What is asked: Rewrite the rows below as a numbered list with one entry per line, and omit the blank lines.
::: Entries
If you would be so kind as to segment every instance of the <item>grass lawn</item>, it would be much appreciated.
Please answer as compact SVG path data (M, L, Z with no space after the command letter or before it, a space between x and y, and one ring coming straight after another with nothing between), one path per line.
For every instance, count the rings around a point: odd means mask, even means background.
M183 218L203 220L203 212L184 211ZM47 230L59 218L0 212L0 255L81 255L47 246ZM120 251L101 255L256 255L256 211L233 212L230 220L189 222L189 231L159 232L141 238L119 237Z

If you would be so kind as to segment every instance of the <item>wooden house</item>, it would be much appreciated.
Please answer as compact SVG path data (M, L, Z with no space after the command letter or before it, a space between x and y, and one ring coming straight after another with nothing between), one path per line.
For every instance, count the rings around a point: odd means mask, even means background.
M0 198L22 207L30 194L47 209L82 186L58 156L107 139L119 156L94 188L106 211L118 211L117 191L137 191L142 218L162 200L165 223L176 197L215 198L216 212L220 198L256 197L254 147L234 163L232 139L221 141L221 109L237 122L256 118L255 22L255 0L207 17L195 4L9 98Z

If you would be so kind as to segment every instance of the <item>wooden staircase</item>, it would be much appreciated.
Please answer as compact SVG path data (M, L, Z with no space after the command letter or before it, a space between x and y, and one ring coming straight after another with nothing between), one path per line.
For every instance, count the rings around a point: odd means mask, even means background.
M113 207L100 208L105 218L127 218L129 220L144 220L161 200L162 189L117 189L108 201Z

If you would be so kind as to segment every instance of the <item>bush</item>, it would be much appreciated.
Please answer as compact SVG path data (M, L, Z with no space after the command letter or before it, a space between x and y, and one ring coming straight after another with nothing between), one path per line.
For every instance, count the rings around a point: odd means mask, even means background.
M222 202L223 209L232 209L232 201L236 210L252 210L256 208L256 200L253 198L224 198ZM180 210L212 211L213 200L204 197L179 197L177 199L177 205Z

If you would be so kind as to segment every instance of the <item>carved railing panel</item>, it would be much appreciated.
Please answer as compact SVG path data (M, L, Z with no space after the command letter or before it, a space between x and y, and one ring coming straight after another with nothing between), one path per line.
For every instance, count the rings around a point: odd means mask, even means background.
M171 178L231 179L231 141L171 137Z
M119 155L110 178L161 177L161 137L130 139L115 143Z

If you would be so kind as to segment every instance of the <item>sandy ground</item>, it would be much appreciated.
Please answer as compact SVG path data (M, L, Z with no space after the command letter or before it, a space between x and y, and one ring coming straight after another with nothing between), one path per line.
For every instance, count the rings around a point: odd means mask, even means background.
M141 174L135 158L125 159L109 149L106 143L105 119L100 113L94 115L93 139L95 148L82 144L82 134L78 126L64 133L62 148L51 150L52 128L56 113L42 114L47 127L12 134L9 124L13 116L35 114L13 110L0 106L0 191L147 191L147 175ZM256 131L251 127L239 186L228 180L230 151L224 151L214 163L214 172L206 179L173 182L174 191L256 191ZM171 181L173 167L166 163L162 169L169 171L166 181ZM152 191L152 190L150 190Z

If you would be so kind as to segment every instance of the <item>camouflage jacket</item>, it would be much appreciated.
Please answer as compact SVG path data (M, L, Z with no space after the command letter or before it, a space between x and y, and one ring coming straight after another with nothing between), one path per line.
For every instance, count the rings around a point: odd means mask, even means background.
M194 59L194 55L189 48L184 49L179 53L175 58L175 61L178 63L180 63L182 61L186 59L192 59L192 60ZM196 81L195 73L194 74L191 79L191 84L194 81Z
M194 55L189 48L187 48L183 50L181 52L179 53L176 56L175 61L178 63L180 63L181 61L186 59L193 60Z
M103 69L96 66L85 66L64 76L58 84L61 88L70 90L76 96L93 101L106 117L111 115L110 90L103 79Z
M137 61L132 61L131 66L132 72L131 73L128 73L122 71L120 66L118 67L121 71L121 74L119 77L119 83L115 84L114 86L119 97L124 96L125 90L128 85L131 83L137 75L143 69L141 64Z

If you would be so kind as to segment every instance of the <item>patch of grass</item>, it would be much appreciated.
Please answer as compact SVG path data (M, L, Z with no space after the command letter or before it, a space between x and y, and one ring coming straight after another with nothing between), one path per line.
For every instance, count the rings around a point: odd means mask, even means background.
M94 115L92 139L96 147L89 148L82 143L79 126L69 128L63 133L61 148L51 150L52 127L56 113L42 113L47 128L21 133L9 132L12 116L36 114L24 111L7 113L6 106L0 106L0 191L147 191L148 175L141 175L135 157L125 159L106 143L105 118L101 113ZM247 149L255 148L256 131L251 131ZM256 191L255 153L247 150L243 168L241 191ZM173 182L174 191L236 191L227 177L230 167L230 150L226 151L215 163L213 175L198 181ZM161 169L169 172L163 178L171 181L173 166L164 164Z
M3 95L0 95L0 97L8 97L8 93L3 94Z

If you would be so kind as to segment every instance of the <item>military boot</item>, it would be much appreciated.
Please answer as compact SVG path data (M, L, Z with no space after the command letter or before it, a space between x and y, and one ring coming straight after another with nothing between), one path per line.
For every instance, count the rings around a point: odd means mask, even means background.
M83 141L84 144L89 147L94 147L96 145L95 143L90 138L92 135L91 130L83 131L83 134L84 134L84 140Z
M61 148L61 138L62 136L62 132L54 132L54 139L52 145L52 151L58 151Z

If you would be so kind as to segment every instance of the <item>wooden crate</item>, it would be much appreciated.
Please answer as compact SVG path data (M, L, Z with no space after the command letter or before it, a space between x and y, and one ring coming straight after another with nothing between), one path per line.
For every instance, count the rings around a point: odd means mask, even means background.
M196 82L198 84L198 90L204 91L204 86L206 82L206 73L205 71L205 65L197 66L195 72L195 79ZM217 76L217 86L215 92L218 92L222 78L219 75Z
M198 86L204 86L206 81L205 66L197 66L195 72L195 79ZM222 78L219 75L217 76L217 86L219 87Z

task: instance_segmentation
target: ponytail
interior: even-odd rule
::::::
Answer for this exercise:
1. If you would be so kind as to segment every instance of the <item>grass lawn</item>, it would be much appreciated.
2. Please answer as compact SVG path data (M, L, Z with no space after the command letter or before it, a space between x and y, and one ring coming straight after another with nothing between), one path per line.
3. For every instance, count the rings around a point: odd means mask, even means background.
4. M183 218L203 220L203 212L184 211ZM47 230L59 218L0 212L0 255L81 255L47 246ZM120 251L101 255L256 255L256 211L233 212L230 220L189 222L189 231L159 232L141 238L119 237Z
5. If you would be so kind as to segment every instance of the <item>wooden house</item>, it would be much appreciated.
6. Please answer as compact SVG path data (M, L, Z with no space after the command letter or before it, a space between x and y, and one ring coming straight after another with nothing between), one path per line.
7. For every instance, count the rings around a point: odd means mask, even means background.
8. M0 198L22 207L30 194L47 209L82 186L58 156L107 139L119 156L94 188L106 211L118 211L117 191L137 191L142 218L162 200L165 223L176 197L215 198L216 212L220 198L256 197L254 147L234 163L232 139L221 141L221 109L237 122L256 118L255 22L255 0L207 17L195 4L9 98Z
9. If you would be so kind as to segment every instance of the <item>wooden staircase</item>, it would be much appreciated.
10. Please answer as compact SVG path data (M, L, Z with no space after the command letter or before it, a space between x and y, and one ring coming straight after another with nothing between), one path per line.
11. For every instance, count the rings around a point: odd means mask, even means background.
12. M113 207L100 208L105 218L127 218L129 220L144 220L161 200L162 189L117 189L108 201Z
13. If you would be so kind as to segment every instance of the <item>bush</item>, it would be much appreciated.
14. Please answer as compact SVG path data (M, L, Z with no space after the command letter or before it, a space between x and y, and one ring coming straight after another with nothing between), one path per line.
15. For every instance, count the rings around a point: odd means mask, even means background.
16. M222 202L223 209L232 209L232 201L236 210L252 210L256 208L256 200L253 198L224 198ZM180 210L212 211L213 200L204 197L179 197L177 199L177 205Z
17. If you would be so kind as to segment every instance of the <item>carved railing panel</item>, it would be much appreciated.
18. Please answer as compact SVG path data (M, L, Z with no space after the command letter or before it, a space between x and y, and one ring coming straight after another with nothing between), one path per line.
19. For every instance, count the rings around a point: odd means mask, even means background.
20. M171 178L231 179L231 141L171 137Z
21. M119 155L110 178L161 177L161 137L130 139L115 143Z
22. If you would be so kind as to segment every instance of the <item>sandy ground</item>, it would be much appreciated.
23. Please answer as compact SVG path data (M, L, Z with no space after the command letter or before it, a space between x and y, and one ring coming straight after another with nothing between), one path per line.
24. For every instance, count the rings around a point: odd means mask, even means background.
25. M141 174L135 158L125 159L109 149L106 143L105 119L100 113L94 115L93 139L95 148L82 144L82 134L78 126L64 133L62 148L51 150L52 128L56 113L42 114L47 127L12 134L9 124L13 116L35 114L13 110L0 106L0 191L147 191L147 175ZM256 131L251 127L239 186L228 180L230 151L224 151L214 163L214 172L206 179L173 182L174 191L256 191ZM171 181L173 167L166 163L162 169L169 171L166 181ZM152 191L152 190L150 190Z
26. If you would be so kind as to segment every instance of the <item>camouflage jacket</item>, it would be much appreciated.
27. Please answer as compact SVG path data (M, L, Z with no space after the command letter or before it, a space between x and y, and one ring coming straight after another with nothing between), one path per line.
28. For every instance, count the rings around a point: odd means mask, even means background.
29. M194 59L194 55L189 48L184 49L179 53L175 58L175 61L178 63L180 63L182 61L186 59L192 59L192 60ZM196 81L195 73L194 74L191 79L191 84L194 81Z
30. M194 55L189 48L187 48L183 50L181 52L179 53L176 56L175 61L178 63L180 63L181 61L186 59L193 60Z
31. M103 69L96 66L85 66L64 76L58 84L61 88L70 90L76 96L93 101L106 117L111 115L110 90L103 79Z
32. M137 61L132 61L131 66L132 72L131 73L128 73L122 71L120 66L118 67L121 71L121 74L119 77L119 83L115 84L114 86L119 97L124 96L125 90L128 85L131 83L137 75L143 69L141 64Z
33. If you would be so kind as to segment every instance of the <item>patch of grass</item>, it would be much appreciated.
34. Please answer as compact SVG path data (M, L, Z with no space after the command letter or before it, a space between x and y, and one ring coming straight after another with nothing between), one path per line.
35. For every instance, count the rings around a point: odd means mask, even means background.
36. M94 115L92 139L96 147L89 148L82 143L79 126L69 128L63 133L61 148L51 150L52 127L56 113L42 113L47 128L21 133L9 132L12 116L36 114L24 111L7 113L6 106L0 106L0 191L147 191L148 175L141 175L135 157L125 159L106 143L105 118L101 113ZM247 149L255 148L256 131L251 131ZM256 191L255 153L247 150L243 168L241 191ZM173 182L174 191L236 191L227 177L230 167L230 150L226 151L215 163L213 175L198 181ZM161 169L169 172L163 178L171 181L173 166L164 164Z
37. M3 95L0 95L0 97L8 97L8 93L3 94Z
38. If you would be so kind as to segment every instance of the <item>military boot</item>, it would be much appreciated.
39. Please answer as compact SVG path data (M, L, Z with no space after the command letter or before it, a space between x and y, and one ring coming straight after another with nothing between), one path per line.
40. For every instance, count the rings around a point: odd means mask, even means background.
41. M83 141L84 144L89 147L94 147L96 145L95 143L90 138L92 135L91 130L83 131L83 134L84 134L84 140Z
42. M61 148L61 138L62 136L62 132L54 132L54 139L52 145L52 151L58 151Z
43. If you would be so kind as to segment every instance of the <item>wooden crate</item>, it would be much appreciated.
44. Please answer as compact SVG path data (M, L, Z with no space after the command letter or before it, a space between x and y, and one ring coming straight after another with nothing between), one path per line.
45. For every instance, count the rings around a point: odd means mask, even means background.
46. M196 82L198 84L198 90L204 91L204 86L206 82L206 73L205 71L205 65L197 66L195 72L195 79ZM217 76L217 86L215 92L218 92L222 78L219 75Z
47. M198 86L204 86L206 81L205 66L197 66L195 72L195 79ZM222 78L219 75L217 76L217 86L219 87Z
48. task: instance_segmentation
49. target: ponytail
50. interior: even-odd rule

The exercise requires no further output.